(Complete the following):
(a) Name each event type (EventID) that the passage on Exchange message tracking mentions.
(b) Copy word for word the portion of the Exchange message tracking passage starting with "In that context, it" and going on through "the recipient mailbox.".
(c) Write what comes next in the passage on how Exchange tracks the message from Alan Reid to Alannah Shaw, picking up after its final sentence.

(Passage to read):
First message - Alan Reid to Alannah Shaw
The Message Tracking logs on EX13-2 show two events (EventID): a NOTIFYMAPI event which provides some information about the message and then a SUBMIT event.
Note: I had not included the NOTIFYMAPI events in my previous blog posts but will show one example below simply so we can see what it looks like. And once again, I have edited out some parameters (essentially those without values) for simplicity and concision.
So Alan Reid sends a message to Alannah Shaw: "int to int 1".
As we just said, there is a NOTIFYMAPI event and then a SUBMIT event:
According to one discussion I followed, it appears that the first entry is associated with the Mailbox role that notifies the Hub Transport role of the presence of a message (in the Outbox of the user?).
We should keep in mind that the Hub Transport role is responsible for ALL message delivery, even when a message goes from one mailbox to another in the same mailbox database.
In that context, it is interesting to observe (in the screenshot above) that the Hub Transport role on EX13-2 (where the active copy of the mailbox database is located) submits the message to EX13-1 (here again, the Hub Transport role manages the mail flow).
But what happens next? To see, we have to change our perspective to EX13-1 where the message is briefly in transit (presumably in the Transport database - yes there is a transport database also, where messages reside for a more or less short period while in transit).
In the two screenshots below, we see that EX13-1 receives the message from EX13-2 (EventID = RECEIVE) and then delivers the message to the recipient Alannah Shaw (EventID = DELIVER).
Since there is no DELIVER event in the EX13-2 message tracking logs, it seems clear that EX13-1 places the message in the recipient mailbox.

(Data provided):
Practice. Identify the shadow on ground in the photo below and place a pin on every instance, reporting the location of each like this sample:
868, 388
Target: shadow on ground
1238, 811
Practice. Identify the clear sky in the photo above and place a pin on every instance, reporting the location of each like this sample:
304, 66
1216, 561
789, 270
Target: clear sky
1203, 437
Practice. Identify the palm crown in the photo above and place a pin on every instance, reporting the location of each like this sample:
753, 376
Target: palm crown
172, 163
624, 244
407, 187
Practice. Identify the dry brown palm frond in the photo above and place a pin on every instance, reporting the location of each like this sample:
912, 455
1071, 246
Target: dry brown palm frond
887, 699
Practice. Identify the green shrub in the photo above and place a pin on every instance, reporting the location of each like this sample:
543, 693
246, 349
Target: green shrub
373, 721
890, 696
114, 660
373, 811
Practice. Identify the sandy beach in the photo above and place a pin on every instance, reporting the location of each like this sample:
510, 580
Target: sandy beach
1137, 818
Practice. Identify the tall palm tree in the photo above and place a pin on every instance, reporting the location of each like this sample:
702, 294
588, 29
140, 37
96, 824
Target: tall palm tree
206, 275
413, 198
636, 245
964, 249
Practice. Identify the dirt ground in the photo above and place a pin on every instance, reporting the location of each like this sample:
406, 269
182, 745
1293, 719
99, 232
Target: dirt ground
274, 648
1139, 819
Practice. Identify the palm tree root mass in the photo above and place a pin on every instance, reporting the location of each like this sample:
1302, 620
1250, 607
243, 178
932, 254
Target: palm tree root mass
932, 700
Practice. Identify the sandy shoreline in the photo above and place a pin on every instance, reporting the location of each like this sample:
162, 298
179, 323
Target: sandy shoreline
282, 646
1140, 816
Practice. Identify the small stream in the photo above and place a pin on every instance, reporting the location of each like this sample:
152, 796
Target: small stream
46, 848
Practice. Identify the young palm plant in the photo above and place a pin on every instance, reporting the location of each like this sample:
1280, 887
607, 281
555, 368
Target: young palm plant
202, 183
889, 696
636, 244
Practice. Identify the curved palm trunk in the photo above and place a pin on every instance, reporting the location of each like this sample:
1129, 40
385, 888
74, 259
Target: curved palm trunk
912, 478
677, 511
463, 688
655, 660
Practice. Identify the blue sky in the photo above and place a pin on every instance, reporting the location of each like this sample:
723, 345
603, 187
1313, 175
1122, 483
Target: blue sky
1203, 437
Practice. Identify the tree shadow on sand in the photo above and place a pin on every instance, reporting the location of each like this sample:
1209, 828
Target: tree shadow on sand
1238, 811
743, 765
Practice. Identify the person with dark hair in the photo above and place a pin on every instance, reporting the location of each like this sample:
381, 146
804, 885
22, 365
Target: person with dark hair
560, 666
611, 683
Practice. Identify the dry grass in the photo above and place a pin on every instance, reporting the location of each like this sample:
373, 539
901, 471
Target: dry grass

(Answers to the exercises):
(a) NOTIFYMAPI, SUBMIT, RECEIVE, DELIVER

(b)
In that context, it is interesting to observe (in the screenshot above) that the Hub Transport role on EX13-2 (where the active copy of the mailbox database is located) submits the message to EX13-1 (here again, the Hub Transport role manages the mail flow).
But what happens next? To see, we have to change our perspective to EX13-1 where the message is briefly in transit (presumably in the Transport database - yes there is a transport database also, where messages reside for a more or less short period while in transit).
In the two screenshots below, we see that EX13-1 receives the message from EX13-2 (EventID = RECEIVE) and then delivers the message to the recipient Alannah Shaw (EventID = DELIVER).
Since there is no DELIVER event in the EX13-2 message tracking logs, it seems clear that EX13-1 places the message in the recipient mailbox.

(c)
There is an abundance of additional information related to the Hub Transport role and mail flow online. In particular, there is a chart that helps visualize the processing of messages, the "Overview of the transport pipeline in Exchange 2010" chart available here:
After my first blog post on message tracking, I wanted to confirm the sequence of operations when one of "our" users (test user Alan Reid in this case) sends an email to an external recipient (a Gmail user).
The results confirmed the sequence in the first blog post.
In the scenario where we have two mail servers in a Database Availability Group, and when the mailbox database holding our user's mailbox (Alan Reid) is "active" on our first Exchange server (EX13-1), the following operations take place:
SUBMIT (EX13-1) : EX13-1 submits the message to EX13-2
RECEIVE (EX13-2) : EX13-2 receives the message from EX13-1
TRANSFER (EX13-2) : EX13-2 determines the route for the message (and performs content conversion).
SEND (EX13-2) : EX13-2 sends the message. We can obtain details of the session with the remote server from the protocol logs.
If I move the active copy of the mailbox database to EX13-2, the process is the exact opposite: EX13-2 submits the message to EX13-1 and the RECEIVE, TRANSFER and SEND operations take place on EX13-1.
The location of the DAG Primary Active Manager (PAM) does not seem to play a role.
I sent a total of 12 test messages, with the active copy of the mailbox database on EX13-1 for the first 3 tests, on EX13-2 for the next 3 tests, on EX13-1 for the following 3 tests and on EX13-2 for the last 3 tests. I see little usefulness in posting output or screenshots for each of these tests.
Now I want to send a message from Gmail to Alan Reid.
What entries does that produce in the Message Tracking logs ?
Before I proceed, I want to clarify the path taken by inbound messages.
Messages from Gmail first arrive at a hardware firewall that performs 1-to-1 NAT and forwards these messages to a Citrix NetScaler VPX load balancer. This device then forwards the messages to either of the two Exchange servers (EX13-1 or EX13-2).
Here it looks like EX13-1 receives the message (not EX13-2, contrary to the first two messages) but then sends it to EX13-2, even though the mailbox resides on EX13-1 (it is part of a single mailbox database that is now "active" on EX13-1):
And EX13-1 sends the message to EX13-2, only for it to deliver the message to the mailbox that is "active" on EX13-1 (in fact, it is the copy of mailbox database that is "active" on EX13-1):
Here (above) we see the same Receive - Deliver combination that we observed for the first two messages.
Fourth Message (Gmail - INBD - 004)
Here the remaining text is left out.